### [REQUIRED WORK]
Without altering anything, repeat each of the records.

### [ENTRIES]

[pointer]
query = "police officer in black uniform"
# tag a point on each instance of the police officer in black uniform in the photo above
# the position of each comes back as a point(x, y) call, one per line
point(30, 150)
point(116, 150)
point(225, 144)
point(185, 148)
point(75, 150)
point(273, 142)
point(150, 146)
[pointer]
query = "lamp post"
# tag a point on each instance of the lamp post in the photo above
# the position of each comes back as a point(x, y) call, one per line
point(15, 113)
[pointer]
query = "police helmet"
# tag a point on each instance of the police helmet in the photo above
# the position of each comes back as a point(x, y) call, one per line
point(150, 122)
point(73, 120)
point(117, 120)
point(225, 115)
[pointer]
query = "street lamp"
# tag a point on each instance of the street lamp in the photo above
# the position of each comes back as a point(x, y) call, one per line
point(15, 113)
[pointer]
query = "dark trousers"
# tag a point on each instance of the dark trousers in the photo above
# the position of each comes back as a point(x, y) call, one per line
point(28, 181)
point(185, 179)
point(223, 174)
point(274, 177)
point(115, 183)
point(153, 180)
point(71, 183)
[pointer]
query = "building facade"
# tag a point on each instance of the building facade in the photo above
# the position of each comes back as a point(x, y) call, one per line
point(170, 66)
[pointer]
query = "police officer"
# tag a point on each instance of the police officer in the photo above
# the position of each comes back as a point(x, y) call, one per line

### [FULL OUTPUT]
[pointer]
query = "police officer in black uniform"
# tag a point on each instance of the police officer in black uniform in the photo above
# the position of each comes back as a point(x, y) call, one per line
point(30, 150)
point(116, 150)
point(225, 144)
point(185, 148)
point(75, 150)
point(273, 142)
point(150, 146)
[pointer]
query = "lamp post"
# tag a point on each instance of the lamp post in the photo above
# the position of each comes back as a point(x, y) call, one per line
point(15, 113)
[pointer]
query = "police helmet"
# tag a point on each instance of the police helmet in the photo above
# the position of each comes back as a point(x, y) call, one per line
point(150, 122)
point(73, 120)
point(117, 120)
point(225, 115)
[pointer]
query = "street lamp"
# tag a point on each instance of the street lamp in the photo above
# the position of each comes back as a point(x, y) call, one per line
point(15, 113)
[pointer]
query = "dark trousers"
# tag a point on each instance of the dark trousers in the photo above
# the position of each comes back as a point(x, y) call, one per line
point(28, 181)
point(185, 179)
point(223, 174)
point(274, 177)
point(115, 183)
point(153, 180)
point(71, 183)
[pointer]
query = "building facade"
# tag a point on each instance of the building facade in the photo above
# the position of each comes back as a point(x, y) call, one per line
point(170, 66)
[pointer]
query = "police officer"
# tag a point on each instance of the police officer in the photo above
# the position of each comes back as a point(x, y) call, one per line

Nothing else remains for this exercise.